Natural language region descriptions

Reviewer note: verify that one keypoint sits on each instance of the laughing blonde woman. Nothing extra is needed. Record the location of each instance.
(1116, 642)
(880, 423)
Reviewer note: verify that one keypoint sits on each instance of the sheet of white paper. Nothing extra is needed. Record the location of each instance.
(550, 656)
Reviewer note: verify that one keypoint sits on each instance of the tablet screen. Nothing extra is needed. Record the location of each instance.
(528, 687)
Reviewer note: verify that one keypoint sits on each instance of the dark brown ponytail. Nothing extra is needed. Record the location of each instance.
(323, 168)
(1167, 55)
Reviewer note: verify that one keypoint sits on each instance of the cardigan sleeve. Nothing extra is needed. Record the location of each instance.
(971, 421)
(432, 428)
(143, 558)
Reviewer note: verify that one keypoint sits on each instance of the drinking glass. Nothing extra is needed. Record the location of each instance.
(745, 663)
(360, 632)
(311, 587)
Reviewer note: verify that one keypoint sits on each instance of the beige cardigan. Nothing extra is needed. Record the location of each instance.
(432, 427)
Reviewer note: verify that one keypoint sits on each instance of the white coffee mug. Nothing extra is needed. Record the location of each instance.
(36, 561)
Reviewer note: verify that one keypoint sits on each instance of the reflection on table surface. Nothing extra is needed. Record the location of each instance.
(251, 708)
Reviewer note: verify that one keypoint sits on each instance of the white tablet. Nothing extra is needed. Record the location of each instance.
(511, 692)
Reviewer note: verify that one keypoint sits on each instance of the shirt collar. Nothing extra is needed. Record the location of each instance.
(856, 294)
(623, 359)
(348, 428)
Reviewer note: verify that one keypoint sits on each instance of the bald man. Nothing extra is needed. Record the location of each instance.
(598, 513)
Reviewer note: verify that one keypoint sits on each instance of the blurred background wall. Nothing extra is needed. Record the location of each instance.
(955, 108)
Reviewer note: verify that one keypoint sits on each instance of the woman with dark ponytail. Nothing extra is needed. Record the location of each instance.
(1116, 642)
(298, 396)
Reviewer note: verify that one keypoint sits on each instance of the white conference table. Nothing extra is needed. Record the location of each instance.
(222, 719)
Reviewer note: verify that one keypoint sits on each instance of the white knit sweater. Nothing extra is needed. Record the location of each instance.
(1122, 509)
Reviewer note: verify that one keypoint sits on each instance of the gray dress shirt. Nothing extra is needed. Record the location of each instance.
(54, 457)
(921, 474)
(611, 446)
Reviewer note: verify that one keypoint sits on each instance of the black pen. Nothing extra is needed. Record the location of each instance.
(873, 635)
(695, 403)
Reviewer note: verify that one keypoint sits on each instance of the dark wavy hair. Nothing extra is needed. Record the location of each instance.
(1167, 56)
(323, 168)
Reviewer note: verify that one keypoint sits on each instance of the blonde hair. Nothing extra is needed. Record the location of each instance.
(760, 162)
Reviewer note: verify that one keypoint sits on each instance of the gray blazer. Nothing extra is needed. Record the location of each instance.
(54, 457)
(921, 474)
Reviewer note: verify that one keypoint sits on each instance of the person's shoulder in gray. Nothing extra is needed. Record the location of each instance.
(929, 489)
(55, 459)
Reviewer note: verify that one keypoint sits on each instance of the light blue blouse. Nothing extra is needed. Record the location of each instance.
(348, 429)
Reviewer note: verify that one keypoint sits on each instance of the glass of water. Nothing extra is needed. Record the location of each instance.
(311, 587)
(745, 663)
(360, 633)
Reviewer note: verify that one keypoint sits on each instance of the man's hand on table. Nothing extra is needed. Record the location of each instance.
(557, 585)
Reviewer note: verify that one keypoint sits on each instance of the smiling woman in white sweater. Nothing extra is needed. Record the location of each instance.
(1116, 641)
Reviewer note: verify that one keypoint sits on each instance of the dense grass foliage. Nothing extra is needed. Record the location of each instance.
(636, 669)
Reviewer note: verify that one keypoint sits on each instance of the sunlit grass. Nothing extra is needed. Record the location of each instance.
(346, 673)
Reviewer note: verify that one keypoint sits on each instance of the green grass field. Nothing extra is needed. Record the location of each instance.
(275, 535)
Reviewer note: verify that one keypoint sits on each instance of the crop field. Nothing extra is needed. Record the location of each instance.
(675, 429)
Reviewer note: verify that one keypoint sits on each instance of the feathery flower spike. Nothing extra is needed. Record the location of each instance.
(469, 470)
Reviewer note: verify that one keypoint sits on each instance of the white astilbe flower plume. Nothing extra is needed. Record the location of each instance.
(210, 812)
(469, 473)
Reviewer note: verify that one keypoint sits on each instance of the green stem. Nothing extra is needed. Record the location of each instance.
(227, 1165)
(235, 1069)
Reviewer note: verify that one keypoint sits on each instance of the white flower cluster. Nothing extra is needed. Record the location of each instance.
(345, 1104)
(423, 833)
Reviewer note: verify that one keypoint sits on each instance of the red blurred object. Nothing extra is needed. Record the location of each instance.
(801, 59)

● WHAT IS NEEDED
An exact copy of every record is what the answer must contain.

● OUTPUT
Reviewer note: verify that one keypoint sits on each instance of the laughing blonde woman. Nothing extra is needed. Record the location of each instance.
(1116, 642)
(880, 423)
Reviewer note: verify that one keypoint sits on each instance of the sheet of white paper. Nothing extra is needed. Record the location of each instance.
(550, 656)
Reviewer note: verify that one keypoint sits on each instance of the tablet screen. Nothing extra is needed. Record the location of each instance.
(528, 687)
Reviewer note: verify that one keypoint sits on each instance of the dark brown ponytail. Nothing extra is needed. Record the location of each instance.
(323, 168)
(1167, 55)
Reviewer note: verify that one keypoint sits on each instance of the cardigan sleeve. Nothing extra is needed. Record the location of each instance.
(971, 421)
(432, 428)
(143, 558)
Reviewer note: verify that one keypoint sits on each instance of the drinking glass. Nothing extra is needed. Record the location of each instance.
(745, 663)
(360, 632)
(311, 587)
Reviewer note: verify that one keypoint sits on each instance of the beige cardigan. Nothing extra is needed. Record the location of each instance.
(432, 427)
Reviewer note: verify that one keypoint sits on each instance of the white coffee mug. Nothing extra is needed. Record the location of each instance.
(36, 561)
Reviewer note: verify that one keypoint sits on each instance of the reflection on table surface. Nothing extra is needed. Record the location of each instance.
(251, 708)
Reviewer note: verify that one keypoint sits on each instance of the white tablet. Nothing extra is needed. Record the location of each instance.
(511, 692)
Reviewer note: verify that one keypoint sits on each instance of the shirt collar. Nothing extra is needed. Record the location of each instance.
(856, 294)
(623, 359)
(348, 428)
Reviewer note: verify that one keypoint sits on each instance of the bald man. Nothing extra is needed. Record the location of each instance.
(598, 513)
Reviewer note: verify that one keypoint sits on each instance of the blurred background wall. Nothing extra is needed. Record the location of each instance.
(955, 108)
Reviewer note: verify that one keypoint sits on each instance of the woman with dark ponytail. Nothing extra is needed. Record the location of each instance.
(1116, 642)
(298, 396)
Reviewer note: verify that one keypoint sits on each instance of the white conference table. Nothing extra is needed. Record the location of each instance.
(222, 719)
Reviewer note: verify that one keypoint sits on each instance of the white knit sweater. Nothing extra is needed. Record the location of each instance.
(1122, 509)
Reviewer note: verify that one keypoint sits on each instance of the gray dress shirt. Nothing extra is needed. Record the location of each instance.
(54, 457)
(921, 474)
(611, 446)
Reviewer note: verify that one keypoint sits on each instance of the black pen. Nothing extra is needed. Record the location of each instance.
(873, 635)
(695, 403)
Reviewer note: verify that one keypoint sits on each instance of the dark wavy hair. Nothing extra is needed. Record the location of each instance.
(1167, 56)
(323, 168)
Reviewer note: verify that one keypoint sits on each instance of the blonde hair. Nothing extra is needed. Record the location of each instance.
(760, 162)
Reviewer note: verify that one keypoint sits on each instance of the gray blazer. Nothing extra is needed. Record the location of each instance.
(54, 457)
(921, 474)
Reviewer note: verify that one keypoint sits on each instance of the person's shoulder in gray. Nothing extra is needed. Record the location of each instance.
(929, 489)
(55, 459)
Reviewer note: verify that one keypoint sits on each instance of the light blue blouse. Nothing extra is needed. Record the location of each instance.
(348, 429)
Reviewer note: verify that one keypoint sits on each instance of the glass of water. Nothing extra is needed. Record the location of each instance.
(311, 587)
(745, 663)
(360, 633)
Reviewer note: verify that one keypoint sits on each instance of the man's hand on table. Nothing extra is needed. Record the location of each instance.
(557, 585)
Reviewer note: verify that one keypoint sits on each instance of the smiling woman in white sweater. Nothing extra is needed. Record the location of each instance.
(1116, 641)
Reviewer note: verify that one keypoint sits on each instance of the dense grass foliage. Nothing extra is needed. Record the location of each instance.
(636, 669)
Reviewer note: verify that one keypoint sits on each instance of the sunlit grass. Nothing extra is needed. Record the location of each instance.
(346, 673)
Reviewer note: verify that one keypoint sits on each instance of the green grass field. Nothing extra is needed. Record the location of each instance.
(275, 535)
Reviewer note: verify that one keypoint sits on each instance of the crop field. Nothing extra is needed. Record the location of each instance.
(675, 429)
Reviewer note: verify that one keypoint sits on each instance of the feathery flower spike. Nothing extra is needed. Record the location of each instance.
(469, 470)
Reviewer note: verify that one keypoint sits on each instance of the white astilbe flower plume. Nothing extra is needed. Record the location of each instance.
(210, 812)
(469, 473)
Reviewer note: verify that one keypoint sits on each instance of the green stem. Nothing extra is needed. Record the location of each instance.
(227, 1165)
(235, 1069)
Reviewer note: verify that one keypoint sits on each instance of the white flower cluster. Nothing extra is needed. Record the location of each instance.
(345, 1104)
(423, 833)
Reviewer note: verify that one keypoint sits on each instance of the red blurred object. Nothing extra is needed. Record the location of each instance.
(801, 59)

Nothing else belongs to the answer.